*** Opening of TEXT EXCERPT ***
The Importance of National Depression Screening Day
For nearly 30 years now, October 11th has marked National Depression Screening Day. According to the National Alliance on Mental Illness (NAMI), depressive disorder—commonly referred to simply as depression—“is more than just feeling sad or going through a rough patch.” It can affect not only a person’s thoughts and feelings but also their behavior and physical health. Symptoms can range from changes in sleep and appetite to a lack of interest in previously enjoyable activities, hopelessness, and suicidal thoughts. A severe form of depression, Major Depressive Disorder, lasts longer than two weeks and interferes with normal activities at home, work, or school. Without proper treatment, depression for some can become debilitating, but with early detection and the right treatment plan—whether psychotherapy, medication, or exercise and lifestyle changes—depression can be successfully managed.
It has been estimated that roughly 16 million American adults—nearly 7% of the population—experienced a major depressive episode in the past year. These numbers are even higher among certain sub-populations. A recent multi-national World Health Organization study, led by Randy P. Auerbach, PhD, an Associate Professor of Medical Psychology (in Psychiatry) at Columbia University Vagelos College of Physicians and Surgeons, revealed that 21% of first-year college students surveyed across eight countries reported symptoms meeting the criteria for major depression. “It’s alarming that nearly one-fifth of college students are experiencing depression,” says Dr. Auerbach, “and unfortunately, we know that only a small minority of these students will receive the services needed to manage their symptoms. Left unchecked, depression may lead to a range of negative consequences, including academic failure, increased substance use, and in some instances, suicidal behavior.”
*** Close of TEXT EXCERPT ***
*** Opening of RECORD SET ***
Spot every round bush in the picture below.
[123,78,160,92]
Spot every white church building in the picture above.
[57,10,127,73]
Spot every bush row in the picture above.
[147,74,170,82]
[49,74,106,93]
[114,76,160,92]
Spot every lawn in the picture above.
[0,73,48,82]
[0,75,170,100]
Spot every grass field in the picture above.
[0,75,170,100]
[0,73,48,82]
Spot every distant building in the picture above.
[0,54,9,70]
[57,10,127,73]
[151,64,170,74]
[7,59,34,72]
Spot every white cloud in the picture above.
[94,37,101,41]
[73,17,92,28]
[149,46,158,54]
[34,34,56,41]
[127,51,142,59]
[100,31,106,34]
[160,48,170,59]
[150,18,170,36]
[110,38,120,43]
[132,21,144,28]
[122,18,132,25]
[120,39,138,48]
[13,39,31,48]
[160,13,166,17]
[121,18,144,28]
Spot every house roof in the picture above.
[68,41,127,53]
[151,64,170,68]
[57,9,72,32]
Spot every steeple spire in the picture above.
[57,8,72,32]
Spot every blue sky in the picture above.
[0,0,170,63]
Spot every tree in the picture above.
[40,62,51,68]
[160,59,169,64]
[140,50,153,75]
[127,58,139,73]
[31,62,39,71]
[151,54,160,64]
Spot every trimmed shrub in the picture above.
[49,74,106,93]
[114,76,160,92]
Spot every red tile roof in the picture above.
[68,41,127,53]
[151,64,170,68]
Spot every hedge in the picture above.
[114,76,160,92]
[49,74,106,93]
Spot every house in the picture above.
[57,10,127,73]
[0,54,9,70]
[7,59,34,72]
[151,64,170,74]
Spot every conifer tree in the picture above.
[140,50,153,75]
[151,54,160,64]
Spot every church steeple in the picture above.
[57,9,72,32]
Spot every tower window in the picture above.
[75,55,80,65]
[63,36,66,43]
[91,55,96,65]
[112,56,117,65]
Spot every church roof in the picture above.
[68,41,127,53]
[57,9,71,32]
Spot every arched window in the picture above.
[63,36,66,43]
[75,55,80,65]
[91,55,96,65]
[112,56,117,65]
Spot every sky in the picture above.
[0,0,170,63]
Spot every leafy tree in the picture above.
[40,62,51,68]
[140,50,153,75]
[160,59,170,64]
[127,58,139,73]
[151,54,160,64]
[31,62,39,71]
*** Close of RECORD SET ***
*** Opening of RECORD SET ***
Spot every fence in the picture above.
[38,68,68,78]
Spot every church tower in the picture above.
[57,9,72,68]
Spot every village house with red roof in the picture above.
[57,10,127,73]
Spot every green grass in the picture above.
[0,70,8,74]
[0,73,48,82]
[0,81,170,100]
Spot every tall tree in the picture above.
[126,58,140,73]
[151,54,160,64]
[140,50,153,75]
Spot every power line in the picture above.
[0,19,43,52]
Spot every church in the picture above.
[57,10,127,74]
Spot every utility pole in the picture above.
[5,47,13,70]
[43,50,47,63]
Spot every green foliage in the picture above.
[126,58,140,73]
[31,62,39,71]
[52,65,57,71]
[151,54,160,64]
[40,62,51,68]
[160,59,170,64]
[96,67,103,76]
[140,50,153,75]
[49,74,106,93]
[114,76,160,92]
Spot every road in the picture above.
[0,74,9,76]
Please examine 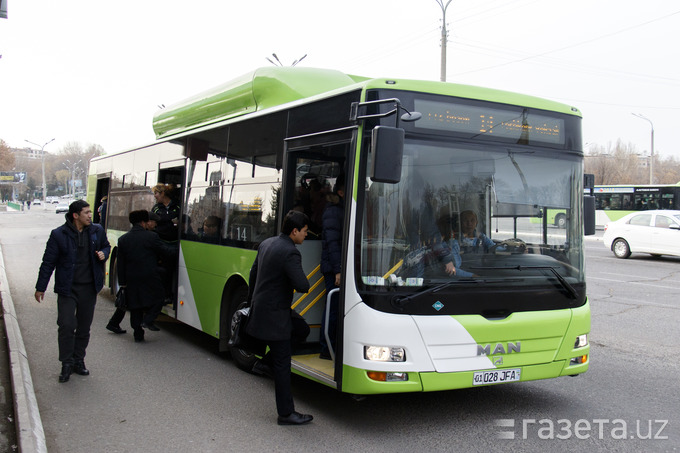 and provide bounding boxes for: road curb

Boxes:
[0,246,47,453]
*** Close of RECORD SET ***
*** Opening of RECORD SET ***
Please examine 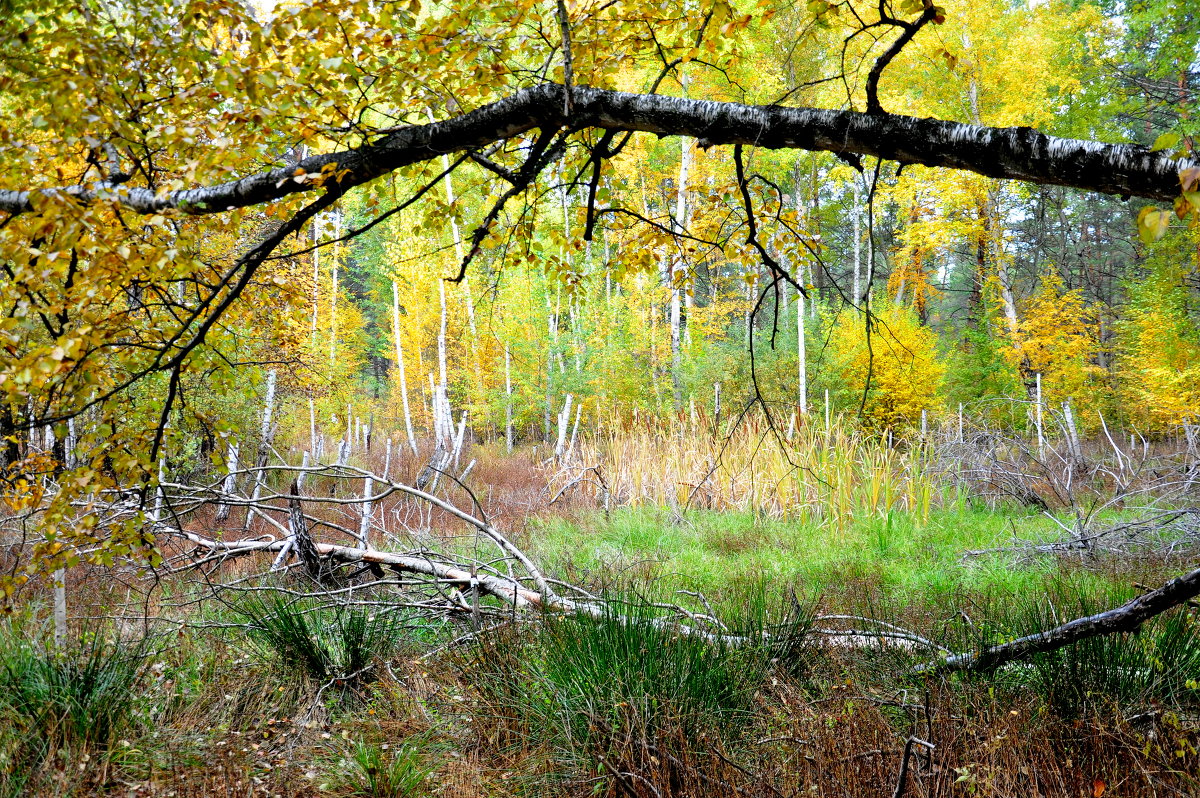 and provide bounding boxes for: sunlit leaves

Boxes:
*** Close of RECORD SET ***
#### WHAT NEEDS TO BE DONE
Continue the passage on National Depression Screening Day, starting right after its last sentence.

#### EXERCISE RESULT
Screening for depression helps to identify those suffering from the disorder so they can get the help that they need. Adolescents represent a particularly vulnerable group, as research has shown that approximately 2 out of 3 teens with depression do not get treatment. In an attempt to address this problem, the American Academy of Pediatrics recently provided updated guidelines for depression screening, including a call for annual, universal screening for those 12 years of age and older. These guidelines also urge families with depressed adolescents to restrict access to firearms, since teen suicide risk is linked to availability of guns.
According to Rachel Zuckerbrot, MD, Associate Professor of Clinical Psychiatry at Columbia University Vagelos College of Physicians and Surgeons and one of the developers of these new guidelines, “Adolescence is an important time for teens to figure out their identity and learn to navigate the world. Teens who are depressed have a negative view of themselves, experience difficult peer interactions, and may fail at school or other endeavors.” She notes that depression occurring in adolescence can have a powerful impact on all aspects of teens’ lives: “These experiences at such a critical time in their lives can have serious consequences. We must work hard to identify at risk teens and get them help early on. We know that there are evidence-based treatments for adolescent depression that work, but too many people think the depressed mood of a teen is normal and that they will just grow out of it. We need to work together to prevent teen suffering.”
The U.S. Preventive Services Task Force recommends screening for that same age group for Major Depressive Disorder, and some pediatricians have already worked these (usually questionnaire-based) screenings into their regular visits with patients.